- **Source data**:
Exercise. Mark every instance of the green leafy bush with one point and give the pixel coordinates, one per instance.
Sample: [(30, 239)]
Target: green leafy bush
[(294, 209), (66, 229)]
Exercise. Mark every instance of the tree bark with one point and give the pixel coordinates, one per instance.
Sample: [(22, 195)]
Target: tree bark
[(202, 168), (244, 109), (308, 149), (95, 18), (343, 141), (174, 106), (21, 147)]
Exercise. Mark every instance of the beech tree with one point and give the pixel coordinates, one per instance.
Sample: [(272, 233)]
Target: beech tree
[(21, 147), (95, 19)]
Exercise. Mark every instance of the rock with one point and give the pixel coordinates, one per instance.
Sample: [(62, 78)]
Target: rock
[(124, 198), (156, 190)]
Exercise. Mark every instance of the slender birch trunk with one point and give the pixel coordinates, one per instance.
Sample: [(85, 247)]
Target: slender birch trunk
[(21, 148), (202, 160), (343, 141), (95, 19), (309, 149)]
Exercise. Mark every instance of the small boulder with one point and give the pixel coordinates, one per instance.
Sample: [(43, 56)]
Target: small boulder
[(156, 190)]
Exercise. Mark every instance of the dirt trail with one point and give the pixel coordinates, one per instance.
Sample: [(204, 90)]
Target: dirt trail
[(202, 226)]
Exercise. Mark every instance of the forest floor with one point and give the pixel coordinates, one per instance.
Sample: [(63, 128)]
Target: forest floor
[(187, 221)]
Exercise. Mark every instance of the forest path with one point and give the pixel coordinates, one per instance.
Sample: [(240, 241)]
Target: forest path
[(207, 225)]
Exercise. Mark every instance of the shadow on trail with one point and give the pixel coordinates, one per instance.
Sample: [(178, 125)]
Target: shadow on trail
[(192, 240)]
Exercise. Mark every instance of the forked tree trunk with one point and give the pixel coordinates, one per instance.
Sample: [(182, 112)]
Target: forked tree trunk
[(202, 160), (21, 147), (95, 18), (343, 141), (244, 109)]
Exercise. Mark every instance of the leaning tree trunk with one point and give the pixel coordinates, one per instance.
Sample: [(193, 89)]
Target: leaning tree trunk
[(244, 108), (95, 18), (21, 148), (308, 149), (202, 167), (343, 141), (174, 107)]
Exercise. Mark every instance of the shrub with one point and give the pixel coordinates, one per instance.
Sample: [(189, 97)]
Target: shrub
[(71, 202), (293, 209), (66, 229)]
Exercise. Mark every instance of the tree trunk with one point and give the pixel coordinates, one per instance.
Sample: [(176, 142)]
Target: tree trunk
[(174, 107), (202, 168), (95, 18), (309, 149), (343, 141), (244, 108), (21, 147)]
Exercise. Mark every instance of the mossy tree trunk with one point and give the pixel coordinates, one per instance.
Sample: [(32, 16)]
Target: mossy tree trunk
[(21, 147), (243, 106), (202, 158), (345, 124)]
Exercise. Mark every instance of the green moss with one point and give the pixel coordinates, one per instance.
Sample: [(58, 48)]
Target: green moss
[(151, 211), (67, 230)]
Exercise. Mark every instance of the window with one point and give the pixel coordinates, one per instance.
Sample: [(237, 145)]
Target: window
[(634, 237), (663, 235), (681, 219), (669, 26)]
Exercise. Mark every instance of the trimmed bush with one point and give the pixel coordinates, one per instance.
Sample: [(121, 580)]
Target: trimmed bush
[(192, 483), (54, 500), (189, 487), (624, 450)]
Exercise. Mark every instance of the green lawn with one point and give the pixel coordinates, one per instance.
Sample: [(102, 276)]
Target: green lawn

- **WHAT THE TASK ASKS**: From the records, extract the lines beginning at the one that contains "Exercise. Mark every instance of the forest path" and ending with the one that contains "[(207, 225)]", both included, and copy them without any change.

- **CORRECT RESPONSE**:
Exercise. Mark every instance of the forest path with one point and give the pixel coordinates, one per instance.
Sample: [(240, 241)]
Target: forest path
[(207, 225)]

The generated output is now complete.